─── Extract provided ───

We get an overlay of the stock movement during the time period, and there is also visualized the short-term SMA curve and the long-term SMA curve. The short-term SMA curve is the black curve, and the long-term SMA curve is the green curve in the graph. With these curves, we are able to comment on the trend by using the theory of the golden cross.

The golden cross is a chart pattern that can indicate when a stock has a growing or decanting trend (Hayes, 2021). In other words, we have the golden cross when the short-term SMA crosses the long-term SMA in an upwards trend. We can see this instance on October 10th, 2019, and we can see that the stock did indeed have a growing trend after this. Furthermore, we can see from the graph that both the short-term SMA and the long-term SMA have either an upward trend or a stable trend. If we take a closer look at the final year in the graph, it may look like the short-term SMA has an upward trend, whilst the long-term SMA has a stable trend. If this is the case, we may see another golden cross in the future for the stock. From the initial analysis of the stock, we get an indication that the stock has a growing trend.

For further analysis, we will now look at the decomposed closing price for Amazon stock. We do this in order to get a better understanding of the stock movement, and to see the trend of the stock, the seasonal pattern, and if there are random factors that have affected the stock’s movement. In the graph under, we get an overview of the different factors that may affect the closing price for the stock.

plot(dc)

From the graph, we can see that there is indeed a growing trend for the stock, and this growth has been relatively steady for the past six years. Furthermore, we can see that the stock has a seasonal trend. We can see that the stock tends to be at its peak during the summer season and that the best time to sell the stock is during the start of the year. An interesting factor we can take a closer look at is the random fluctuation. We can see a clear descend in the stock during the month of February 2020. This is easily explained by the covid-19 pandemic, and this had a big effect on the stock price. We can also see this decent in the first graph, where we can see a dip in the stock price during the same period. This fluctuation is something that we have to take into consideration when we fit our forecasting model.

The last thing we will look at in this part is the logarithmic closing price and the differentiated logarithmic closing price. These values are the main values that our forecasting will be based on, and this is because we take away the seasonal factors or growth factors that may affect our predictions. In the graph below we can see a visualisation of both of the values.

plot(AMZN_log, main = "AMZN log returns")

─── Material supplied ───

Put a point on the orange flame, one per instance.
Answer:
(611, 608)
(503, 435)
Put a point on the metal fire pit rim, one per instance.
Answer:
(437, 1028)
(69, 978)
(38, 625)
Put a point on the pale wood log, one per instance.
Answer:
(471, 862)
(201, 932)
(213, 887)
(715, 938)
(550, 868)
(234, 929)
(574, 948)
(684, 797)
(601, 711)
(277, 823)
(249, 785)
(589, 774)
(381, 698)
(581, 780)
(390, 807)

───

**Prompt 1**
According to the Amazon stock analysis, why are the logarithmic closing price and the differentiated logarithmic closing price used as the main basis for the forecasting? Answer in one to three sentences.
**Prompt 2**
Please reproduce the part of the Amazon stock analysis that begins at the words "The last thing" and stops after the words "of the values.".
Rely on the Amazon stock analysis alone.

**Response 1**
The forecasting is based on these values because using them takes away the seasonal factors or growth factors that may affect the predictions.

**Response 2**
The last thing we will look at in this part is the logarithmic closing price and the differentiated logarithmic closing price. These values are the main values that our forecasting will be based on, and this is because we take away the seasonal factors or growth factors that may affect our predictions. In the graph below we can see a visualisation of both of the values.